▶ [DIRECTION]: Transcribe the entries that follow, word for word.

▶ [DATASET CONTENT]:

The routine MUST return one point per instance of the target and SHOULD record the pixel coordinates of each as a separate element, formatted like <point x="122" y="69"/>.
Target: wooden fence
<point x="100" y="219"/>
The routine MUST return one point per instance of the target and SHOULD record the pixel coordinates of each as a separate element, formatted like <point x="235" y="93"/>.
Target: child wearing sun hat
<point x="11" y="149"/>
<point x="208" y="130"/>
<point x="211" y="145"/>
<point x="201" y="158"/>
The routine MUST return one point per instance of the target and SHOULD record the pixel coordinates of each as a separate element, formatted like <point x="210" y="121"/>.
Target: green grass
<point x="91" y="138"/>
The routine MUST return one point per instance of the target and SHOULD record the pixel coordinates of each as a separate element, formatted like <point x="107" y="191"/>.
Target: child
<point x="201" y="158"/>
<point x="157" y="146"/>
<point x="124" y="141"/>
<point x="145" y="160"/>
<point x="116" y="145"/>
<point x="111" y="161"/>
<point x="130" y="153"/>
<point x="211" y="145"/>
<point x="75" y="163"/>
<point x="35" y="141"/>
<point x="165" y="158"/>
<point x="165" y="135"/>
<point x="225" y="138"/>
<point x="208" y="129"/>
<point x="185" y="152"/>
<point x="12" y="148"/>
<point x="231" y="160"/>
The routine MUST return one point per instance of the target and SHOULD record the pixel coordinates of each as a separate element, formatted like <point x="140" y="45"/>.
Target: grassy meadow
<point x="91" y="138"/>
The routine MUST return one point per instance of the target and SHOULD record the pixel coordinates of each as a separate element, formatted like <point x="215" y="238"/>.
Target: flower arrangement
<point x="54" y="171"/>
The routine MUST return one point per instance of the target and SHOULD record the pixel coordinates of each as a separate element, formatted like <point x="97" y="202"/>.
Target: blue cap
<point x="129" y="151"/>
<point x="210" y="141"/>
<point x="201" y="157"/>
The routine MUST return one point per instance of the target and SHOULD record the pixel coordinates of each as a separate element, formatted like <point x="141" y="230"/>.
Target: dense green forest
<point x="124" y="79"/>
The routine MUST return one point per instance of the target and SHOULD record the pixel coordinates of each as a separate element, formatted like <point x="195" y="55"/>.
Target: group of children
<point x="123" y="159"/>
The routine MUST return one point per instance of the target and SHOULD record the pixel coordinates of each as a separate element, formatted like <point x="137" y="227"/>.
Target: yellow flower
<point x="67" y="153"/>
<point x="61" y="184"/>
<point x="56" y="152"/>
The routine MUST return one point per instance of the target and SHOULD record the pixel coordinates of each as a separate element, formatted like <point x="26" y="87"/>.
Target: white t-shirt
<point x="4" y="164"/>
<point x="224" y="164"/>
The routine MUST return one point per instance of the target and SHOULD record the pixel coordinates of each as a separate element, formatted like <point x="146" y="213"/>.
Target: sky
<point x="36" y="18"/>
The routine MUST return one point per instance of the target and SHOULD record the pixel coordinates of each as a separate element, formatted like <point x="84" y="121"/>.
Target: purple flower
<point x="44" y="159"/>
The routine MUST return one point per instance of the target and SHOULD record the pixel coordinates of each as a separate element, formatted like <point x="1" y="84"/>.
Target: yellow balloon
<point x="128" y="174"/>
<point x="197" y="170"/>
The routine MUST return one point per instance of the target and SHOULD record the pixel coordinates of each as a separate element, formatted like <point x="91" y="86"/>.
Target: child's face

▶ [SOLUTION TO THIS PROBLEM]:
The routine MUST return one point per instance of the target and SHOULD record the pixel coordinates of each as a separate element, formatted like <point x="122" y="69"/>.
Target: wooden fence
<point x="100" y="219"/>
The routine MUST return one point per instance of the target and SHOULD record the pixel coordinates of each as a separate element, formatted like <point x="235" y="93"/>.
Target: child wearing sun hat
<point x="11" y="149"/>
<point x="208" y="130"/>
<point x="211" y="145"/>
<point x="201" y="158"/>
The routine MUST return one point per instance of the target and SHOULD record the pixel coordinates of each as a separate element, formatted like <point x="210" y="121"/>.
Target: green grass
<point x="91" y="138"/>
The routine MUST return one point per instance of the target and SHOULD record the pixel coordinates of each as a separate element, formatted like <point x="107" y="191"/>.
Target: child
<point x="201" y="158"/>
<point x="157" y="146"/>
<point x="124" y="141"/>
<point x="145" y="160"/>
<point x="116" y="145"/>
<point x="111" y="161"/>
<point x="130" y="153"/>
<point x="211" y="145"/>
<point x="75" y="163"/>
<point x="35" y="141"/>
<point x="165" y="158"/>
<point x="165" y="135"/>
<point x="225" y="138"/>
<point x="208" y="129"/>
<point x="185" y="152"/>
<point x="12" y="148"/>
<point x="231" y="160"/>
The routine MUST return one point per instance of the target and SHOULD record the pixel coordinates of each as a separate element, formatted like <point x="140" y="45"/>.
Target: grassy meadow
<point x="91" y="138"/>
The routine MUST return one point per instance of the target and SHOULD record the pixel coordinates of each as a separate element, formatted like <point x="215" y="238"/>.
Target: flower arrangement
<point x="54" y="171"/>
The routine MUST return one point per instance of the target and SHOULD record the pixel coordinates of each as a separate element, formatted like <point x="97" y="202"/>.
Target: blue cap
<point x="129" y="151"/>
<point x="210" y="141"/>
<point x="201" y="157"/>
The routine MUST return one point per instance of the target and SHOULD record the pixel coordinates of each as a separate element, formatted like <point x="141" y="230"/>.
Target: dense green forest
<point x="124" y="79"/>
The routine MUST return one point per instance of the target and SHOULD record the pixel coordinates of each as a separate element, formatted like <point x="195" y="55"/>.
Target: group of children
<point x="123" y="159"/>
The routine MUST return one point per instance of the target and SHOULD record the pixel coordinates of each as a separate element, formatted like <point x="137" y="227"/>.
Target: yellow flower
<point x="67" y="153"/>
<point x="61" y="184"/>
<point x="56" y="152"/>
The routine MUST return one point per instance of the target and SHOULD record the pixel coordinates of each as a separate element, formatted like <point x="26" y="87"/>.
Target: white t-shirt
<point x="4" y="164"/>
<point x="224" y="164"/>
The routine MUST return one point per instance of the target and SHOULD record the pixel coordinates of each as a separate element, formatted like <point x="146" y="213"/>.
Target: sky
<point x="36" y="18"/>
The routine MUST return one point per instance of the target and SHOULD record the pixel coordinates of each as a separate element, formatted like <point x="84" y="121"/>.
Target: purple flower
<point x="44" y="159"/>
The routine MUST return one point per instance of the target and SHOULD record the pixel coordinates of each as a separate element, formatted like <point x="1" y="84"/>.
Target: yellow balloon
<point x="128" y="174"/>
<point x="197" y="170"/>
The routine MUST return one point per instance of the target and SHOULD record the pixel coordinates of each as a separate element, formatted like <point x="91" y="86"/>.
Target: child's face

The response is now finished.